**Task requirements**
Reproduce every row below verbatim, character for character, without altering anything.

--- Records shown ---

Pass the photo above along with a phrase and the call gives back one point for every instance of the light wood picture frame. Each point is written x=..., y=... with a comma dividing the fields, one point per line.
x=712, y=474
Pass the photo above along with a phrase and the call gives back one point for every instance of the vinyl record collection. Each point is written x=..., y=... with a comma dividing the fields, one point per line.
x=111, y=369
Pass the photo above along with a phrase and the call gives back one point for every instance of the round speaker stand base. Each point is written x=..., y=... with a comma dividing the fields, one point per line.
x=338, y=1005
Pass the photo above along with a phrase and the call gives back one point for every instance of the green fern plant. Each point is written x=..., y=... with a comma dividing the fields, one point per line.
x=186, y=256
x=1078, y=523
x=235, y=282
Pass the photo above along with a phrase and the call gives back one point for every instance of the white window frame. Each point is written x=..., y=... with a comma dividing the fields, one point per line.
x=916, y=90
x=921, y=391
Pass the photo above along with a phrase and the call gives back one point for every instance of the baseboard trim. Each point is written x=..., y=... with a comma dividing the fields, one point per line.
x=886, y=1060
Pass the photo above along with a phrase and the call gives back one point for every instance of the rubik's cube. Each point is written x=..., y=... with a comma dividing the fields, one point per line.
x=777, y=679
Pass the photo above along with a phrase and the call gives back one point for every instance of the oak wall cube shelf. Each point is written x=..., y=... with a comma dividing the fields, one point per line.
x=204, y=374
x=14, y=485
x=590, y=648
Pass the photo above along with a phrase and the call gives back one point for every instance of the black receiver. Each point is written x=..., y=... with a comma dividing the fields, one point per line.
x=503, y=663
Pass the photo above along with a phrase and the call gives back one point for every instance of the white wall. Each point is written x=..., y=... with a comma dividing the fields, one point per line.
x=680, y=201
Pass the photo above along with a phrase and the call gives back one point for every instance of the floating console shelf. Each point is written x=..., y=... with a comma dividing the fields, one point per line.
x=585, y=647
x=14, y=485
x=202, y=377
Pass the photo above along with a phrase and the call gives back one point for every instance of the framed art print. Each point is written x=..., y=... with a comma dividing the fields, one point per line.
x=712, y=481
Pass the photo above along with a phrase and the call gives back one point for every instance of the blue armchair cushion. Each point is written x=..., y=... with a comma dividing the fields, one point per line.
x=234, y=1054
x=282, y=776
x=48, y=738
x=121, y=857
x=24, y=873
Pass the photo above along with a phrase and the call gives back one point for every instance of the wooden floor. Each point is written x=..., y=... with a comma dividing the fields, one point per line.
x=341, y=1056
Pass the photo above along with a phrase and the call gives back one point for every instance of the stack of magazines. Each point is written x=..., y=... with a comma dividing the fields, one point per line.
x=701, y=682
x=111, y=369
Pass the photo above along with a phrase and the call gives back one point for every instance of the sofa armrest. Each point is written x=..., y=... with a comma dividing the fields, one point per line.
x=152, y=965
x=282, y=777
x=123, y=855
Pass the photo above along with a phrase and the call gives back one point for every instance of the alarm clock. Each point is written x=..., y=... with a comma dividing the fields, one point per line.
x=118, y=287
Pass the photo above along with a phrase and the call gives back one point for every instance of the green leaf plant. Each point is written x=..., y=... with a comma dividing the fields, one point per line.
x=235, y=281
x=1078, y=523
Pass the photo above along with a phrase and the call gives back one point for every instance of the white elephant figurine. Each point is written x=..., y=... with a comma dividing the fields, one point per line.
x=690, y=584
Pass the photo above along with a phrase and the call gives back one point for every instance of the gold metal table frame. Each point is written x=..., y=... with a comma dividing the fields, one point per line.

---

**Answer to the exercise**
Pass the photo above along with a phrase and the call gives back one point for every instance of the light wood picture frame. Each point is written x=..., y=... with a comma dividing the fields, one point per line.
x=712, y=474
Pass the photo above along with a phrase and the call gives back one point for every instance of the vinyl record collection. Each point is written x=..., y=... with a comma dividing the fields, one point per line.
x=111, y=369
Pass the photo above along with a phrase and the call gives back one point for every instance of the round speaker stand base. Each point is written x=..., y=... with a comma dividing the fields, one point per line.
x=338, y=1005
Pass the photo above along with a phrase and the call gives back one point for every instance of the green fern plant. Each point is written x=..., y=... with a comma dividing the fields, one point per line.
x=186, y=256
x=1078, y=523
x=235, y=282
Pass the photo above along with a phrase and the call gives back one point for every instance of the white window frame. Each point is written x=..., y=... with a comma dividing the fields, one point per line.
x=916, y=90
x=921, y=391
Pass the photo above along with a phrase and the call gives back one point for every instance of the baseboard trim. Each point is written x=..., y=... with a comma dividing the fields, one point per line.
x=886, y=1060
Pass the photo above along with a phrase and the call gives back one point for every instance of the rubik's cube. Each point is written x=..., y=... with a comma dividing the fields, one point per line.
x=777, y=679
Pass the photo above along with a phrase and the call gives back one point for every instance of the oak wall cube shelf. Each point is written x=..., y=... with a comma dividing the fields, one point per line.
x=204, y=374
x=14, y=485
x=590, y=648
Pass the photo above along with a phrase and the call gives back one point for every instance of the black receiver. Each point is written x=..., y=... with a comma dividing the fields, one point per line.
x=503, y=663
Pass the photo above along with a phrase and the call gives back one point for every instance of the white wall. Each point is written x=..., y=... with a comma dividing the fields, one point per line.
x=680, y=201
Pass the photo above along with a phrase and the call gives back one point for every instance of the floating console shelf. Each point is written x=..., y=... with a comma dividing the fields, one point per line.
x=585, y=647
x=14, y=485
x=202, y=377
Pass the photo above along with a phrase and the call gives back one point for every instance of the framed art print. Each point is written x=..., y=... with a comma dividing the fields, one point per line.
x=712, y=481
Pass the photo above along with a phrase and the call gives back one point for every instance of the blue armchair cushion. Each point is written x=..., y=... with a comma dividing the fields, one point per line.
x=234, y=1054
x=282, y=776
x=48, y=738
x=121, y=857
x=24, y=873
Pass the photo above along with a phrase and the call gives back one point for every instance of the wooden floor. Each point is written x=..., y=... with a comma dividing the fields, one point per line.
x=341, y=1056
Pass the photo above along with a phrase and the call gives back one point for every instance of the stack of magazines. Each point is written x=..., y=... with a comma dividing the fields, one point per line.
x=701, y=682
x=111, y=369
Pass the photo above along with a phrase and the call gives back one point for every instance of the sofa armrest. Each point is written x=..., y=... with a comma dividing the fields, one point per line.
x=152, y=965
x=282, y=777
x=123, y=855
Pass the photo above along with a phrase and the call gives back one point for every instance of the alarm clock. Each point is written x=..., y=... with a comma dividing the fields, one point per line.
x=118, y=287
Pass the photo above along with a phrase and the call gives back one point for every instance of the green leaf plant. Each point is written x=..., y=... with a comma dividing the fields, one point per line.
x=235, y=281
x=1078, y=523
Pass the photo above along with a phrase and the call gives back one point for every instance of the white elephant figurine. Each point is written x=..., y=... with a comma dividing the fields, one point per line.
x=690, y=584
Pass the photo above along with a phrase and the call gives back one point for every instance of the gold metal table frame. Each point is written x=..., y=... with a comma dividing the fields, one point per line.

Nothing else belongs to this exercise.